**Required action A:** In the Everest avalanche account below, rewrite the paragraph beginning "The team had been at Base Camp" as a short bulleted list that keeps its main facts.
**Required action B:** Put this sentence from the Everest avalanche account into Spanish: "The 7.8 magnitude earthquake hit at 11.56am and lasted for 50 seconds."
**Required action C:** Carry on writing the Everest avalanche account from its final paragraph.

**Source document:**
____________________

In 2015 a violent earthquake shook Nepal, killing thousands across the country. In its wake, climbing teams at Mt Everest were hit by a deadly avalanche that destroyed Base Camp and caused the deaths of nearly 20 people. Anthea Fisher was there and recalls the avalanche and the aftermath for Eyewitness producer Justin Gregory.
The day of 25 April 2015 began early for Everest Base Camp manager Anthea Fisher. Back home in New Zealand it was ANZAC Day, but high in the Himalayas, Anthea was thinking only of her job.
The Wanaka resident was working for Kiwi mountain guiding company Adventure Consultants and this was her first time on the highest mountain in the world.
The team had been at Base Camp for about three weeks and Anthea had got up that morning, while it was still dark, to see off her climbers as they began their first trek up to Camp 1. With most of her colleagues and clients away, she was enjoying the relative peace and quiet of a nearly empty base camp.
"I was actually having a little late morning nap."
“Just because I could! Because I knew I wouldn’t be disturbed by questions or having to organise anything.”
"So I was in my tent when the earthquake struck."
The 7.8 magnitude earthquake hit at 11.56am and lasted for 50 seconds. The epicentre was near the Kathmandu valley, just 160kms northwest of Everest.
But while the shaking was over in less than a minute, the real danger to Anthea and others at Base Camp was about to begin. An ice cliff between the Pumori, Lingtren and Khumbutse mountains above them had collapsed, causing huge chunks of ice to fall hundreds of metres to the valley floor below.
"It sounded like the valley was falling down around us."
The force of the ice cliffs collapsing shattered the rocks beneath them. The resulting avalanche was a deadly mix of snow, ice and razor-sharp shards of broken rock - and it hit Base Camp within seconds.
"You could actually see the avalanche heading towards us. It was like an explosion. I wasn’t sure if I would survive."
Anthea took shelter in a large nearby tent, but had the presence of mind to stay in the doorway to avoid being suffocated as it collapsed under the pounding of rocks and snow.
Warning: this video contains language some people might find offensive.
"I remember thinking ‘I hope this stops soon because I don’t know how much longer I can take this for’."
Several large avalanches hit that day. One, in the nearby Langtang Valley, killed more than 300 people. Nepal’s capital, Kathmandu, was also hit hard.

____________________

**Material shown:**

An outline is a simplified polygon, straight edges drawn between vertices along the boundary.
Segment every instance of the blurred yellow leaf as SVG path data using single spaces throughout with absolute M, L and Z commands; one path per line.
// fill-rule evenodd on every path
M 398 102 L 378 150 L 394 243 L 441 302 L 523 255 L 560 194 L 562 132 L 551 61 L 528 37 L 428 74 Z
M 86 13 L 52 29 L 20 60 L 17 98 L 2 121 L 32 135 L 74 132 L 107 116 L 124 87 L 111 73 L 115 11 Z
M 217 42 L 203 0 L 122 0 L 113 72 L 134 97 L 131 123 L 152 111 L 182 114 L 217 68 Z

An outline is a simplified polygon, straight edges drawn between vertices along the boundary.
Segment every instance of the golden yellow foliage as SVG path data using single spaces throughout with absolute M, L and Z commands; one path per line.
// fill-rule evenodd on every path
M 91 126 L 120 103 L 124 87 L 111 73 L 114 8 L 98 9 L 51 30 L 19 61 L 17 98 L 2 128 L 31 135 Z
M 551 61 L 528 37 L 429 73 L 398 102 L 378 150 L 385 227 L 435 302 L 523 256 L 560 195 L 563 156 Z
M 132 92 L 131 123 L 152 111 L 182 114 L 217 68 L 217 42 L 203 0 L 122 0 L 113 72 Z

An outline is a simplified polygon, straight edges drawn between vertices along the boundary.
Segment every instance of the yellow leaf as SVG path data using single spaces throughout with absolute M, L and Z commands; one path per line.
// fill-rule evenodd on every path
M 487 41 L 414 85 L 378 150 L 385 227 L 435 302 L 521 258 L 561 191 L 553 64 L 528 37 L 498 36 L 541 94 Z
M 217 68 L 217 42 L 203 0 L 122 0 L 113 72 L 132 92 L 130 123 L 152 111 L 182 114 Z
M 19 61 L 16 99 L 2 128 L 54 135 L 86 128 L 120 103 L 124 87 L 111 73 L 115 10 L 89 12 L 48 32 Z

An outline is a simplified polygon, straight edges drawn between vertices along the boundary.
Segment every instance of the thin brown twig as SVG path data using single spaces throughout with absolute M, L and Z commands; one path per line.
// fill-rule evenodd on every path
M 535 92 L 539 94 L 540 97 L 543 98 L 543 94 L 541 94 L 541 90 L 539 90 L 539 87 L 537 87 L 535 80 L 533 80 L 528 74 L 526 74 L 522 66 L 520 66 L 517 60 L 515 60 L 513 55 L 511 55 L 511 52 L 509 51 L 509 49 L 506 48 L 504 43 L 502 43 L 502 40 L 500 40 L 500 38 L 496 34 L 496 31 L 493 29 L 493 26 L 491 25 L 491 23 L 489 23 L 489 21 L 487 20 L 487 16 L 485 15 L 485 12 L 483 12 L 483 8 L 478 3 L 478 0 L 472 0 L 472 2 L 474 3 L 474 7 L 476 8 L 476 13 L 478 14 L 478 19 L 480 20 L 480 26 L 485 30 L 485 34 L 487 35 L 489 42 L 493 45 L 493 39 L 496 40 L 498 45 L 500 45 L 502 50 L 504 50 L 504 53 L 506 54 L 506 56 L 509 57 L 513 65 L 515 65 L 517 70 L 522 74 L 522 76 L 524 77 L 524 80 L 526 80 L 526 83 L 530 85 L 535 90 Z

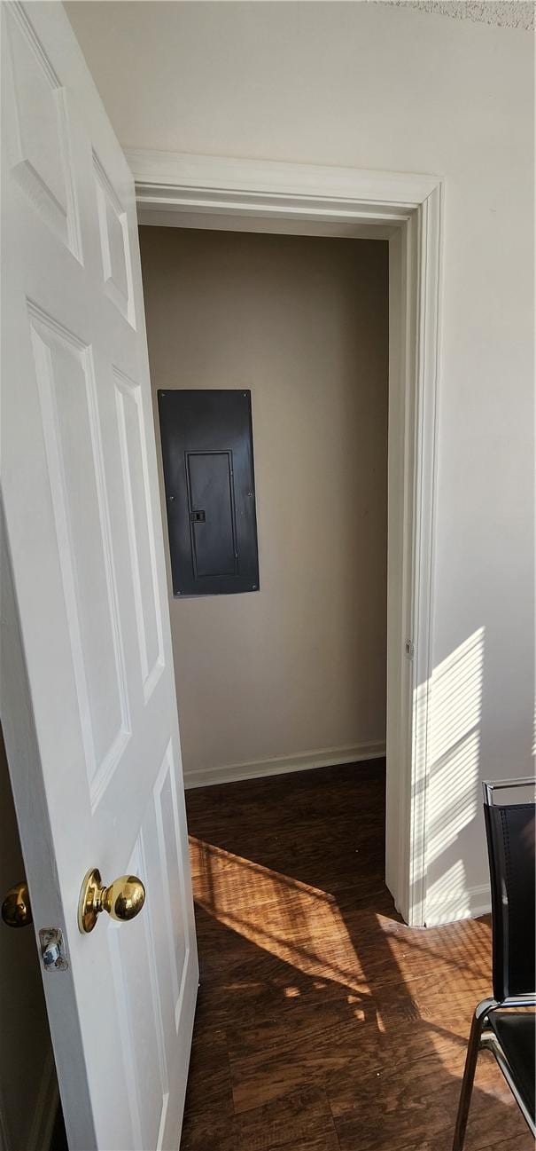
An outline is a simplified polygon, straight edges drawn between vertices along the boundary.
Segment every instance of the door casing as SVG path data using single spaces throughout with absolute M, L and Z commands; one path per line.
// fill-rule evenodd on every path
M 385 879 L 426 923 L 442 220 L 438 176 L 128 150 L 144 224 L 389 242 Z

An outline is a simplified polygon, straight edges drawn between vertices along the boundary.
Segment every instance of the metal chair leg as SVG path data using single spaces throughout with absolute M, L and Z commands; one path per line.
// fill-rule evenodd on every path
M 480 1051 L 480 1039 L 482 1035 L 482 1028 L 485 1023 L 489 1012 L 493 1007 L 497 1007 L 497 1001 L 495 999 L 483 999 L 482 1003 L 478 1004 L 475 1014 L 473 1015 L 469 1042 L 467 1044 L 467 1055 L 464 1069 L 464 1078 L 461 1082 L 460 1102 L 458 1104 L 458 1115 L 455 1118 L 454 1142 L 452 1144 L 452 1151 L 462 1151 L 464 1148 L 467 1118 L 469 1114 L 470 1096 L 473 1093 L 473 1082 L 475 1078 L 476 1060 L 478 1058 L 478 1051 Z

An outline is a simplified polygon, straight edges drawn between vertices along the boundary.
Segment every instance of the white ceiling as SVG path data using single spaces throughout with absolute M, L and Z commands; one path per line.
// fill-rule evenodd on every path
M 382 0 L 380 0 L 382 2 Z M 385 0 L 383 0 L 385 2 Z M 401 8 L 421 8 L 423 12 L 439 13 L 453 20 L 476 20 L 499 28 L 535 26 L 536 5 L 533 0 L 388 0 Z

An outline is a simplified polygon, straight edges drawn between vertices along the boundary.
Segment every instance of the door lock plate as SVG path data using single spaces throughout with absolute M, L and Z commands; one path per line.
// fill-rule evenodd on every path
M 40 928 L 39 945 L 45 971 L 66 971 L 67 960 L 63 932 L 60 928 Z

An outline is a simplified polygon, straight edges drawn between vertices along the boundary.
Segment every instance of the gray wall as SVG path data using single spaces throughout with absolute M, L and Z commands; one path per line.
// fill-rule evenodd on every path
M 170 601 L 185 775 L 382 741 L 386 244 L 140 235 L 154 391 L 252 390 L 260 590 Z

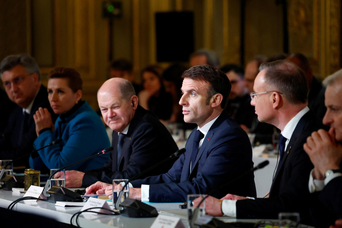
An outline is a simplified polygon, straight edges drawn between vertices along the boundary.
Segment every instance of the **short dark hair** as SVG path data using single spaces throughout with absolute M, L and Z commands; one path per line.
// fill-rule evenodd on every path
M 124 59 L 118 59 L 110 64 L 110 69 L 127 71 L 129 73 L 132 73 L 133 67 L 132 63 Z
M 83 83 L 80 73 L 73 68 L 58 67 L 50 72 L 48 78 L 66 78 L 69 87 L 74 93 L 79 90 L 82 91 Z
M 233 70 L 241 78 L 243 78 L 245 76 L 245 71 L 242 67 L 236 64 L 226 64 L 221 67 L 221 70 L 225 73 Z
M 40 80 L 40 71 L 36 60 L 26 54 L 11 55 L 5 57 L 0 63 L 0 76 L 2 79 L 2 74 L 10 70 L 17 65 L 21 65 L 25 71 L 29 75 L 35 73 L 38 74 L 38 79 Z
M 266 87 L 267 85 L 274 87 L 269 89 L 281 93 L 291 104 L 307 102 L 307 79 L 303 70 L 295 64 L 287 60 L 277 60 L 261 64 L 259 70 L 264 69 L 266 70 Z
M 223 97 L 221 107 L 225 108 L 232 85 L 228 77 L 222 71 L 207 64 L 197 65 L 185 71 L 182 77 L 208 83 L 206 104 L 209 104 L 210 98 L 214 95 L 220 93 Z
M 288 57 L 289 58 L 295 58 L 299 61 L 299 67 L 306 72 L 311 68 L 307 58 L 301 53 L 292 53 Z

____________________

**Response box A:**
- The team had been at Base Camp for about three weeks.
- That morning, while it was still dark, Anthea got up to see off her climbers as they began their first trek up to Camp 1.
- With most colleagues and clients gone, she enjoyed the relative peace and quiet of a nearly empty base camp.

**Response box B:** El terremoto de magnitud 7,8 se produjo a las 11.56 de la mañana y duró 50 segundos.

**Response box C:**
When everything finally went quiet, a shaken Anthea crawled out of her tent to an entirely new reality.
"Our whole Base Camp had been completely obliterated. There was nothing left of it."
At least 19 people died and many were injured on the worst day in Everest’s climbing history. Among the dead were five Nepali staff working for Adventure Consultants; another later died of his injuries. One of the dead was a young Sherpa named Pemba. This was his first time on the mountain.
The part of Base Camp where Adventure Consultants were set up took the brunt of the avalanche. They lost everything; tents, clothing, food and crucially, their medical equipment. Others nearby were luckier and immediately came to help. While doctors cared for the injured, others offered what they could.
“(They) would come up and say ‘do you need a toothbrush, do you need another pair of pants to wear, I’ve got some clean ones that will fit you.’”
Anthea managed to save a radio and put through a call to her team of climbers at Camp 1. She didn’t expect to get an answer.
“I thought that our whole team was gone. So it was a great relief when they answered the radio call. They’d gotten a small dusting from an avalanche but they were OK. I didn’t anticipate them asking how we were, so I didn’t have an answer ready.”
"I said something like ‘Base Camp has been obliterated. We expect mass casualties’."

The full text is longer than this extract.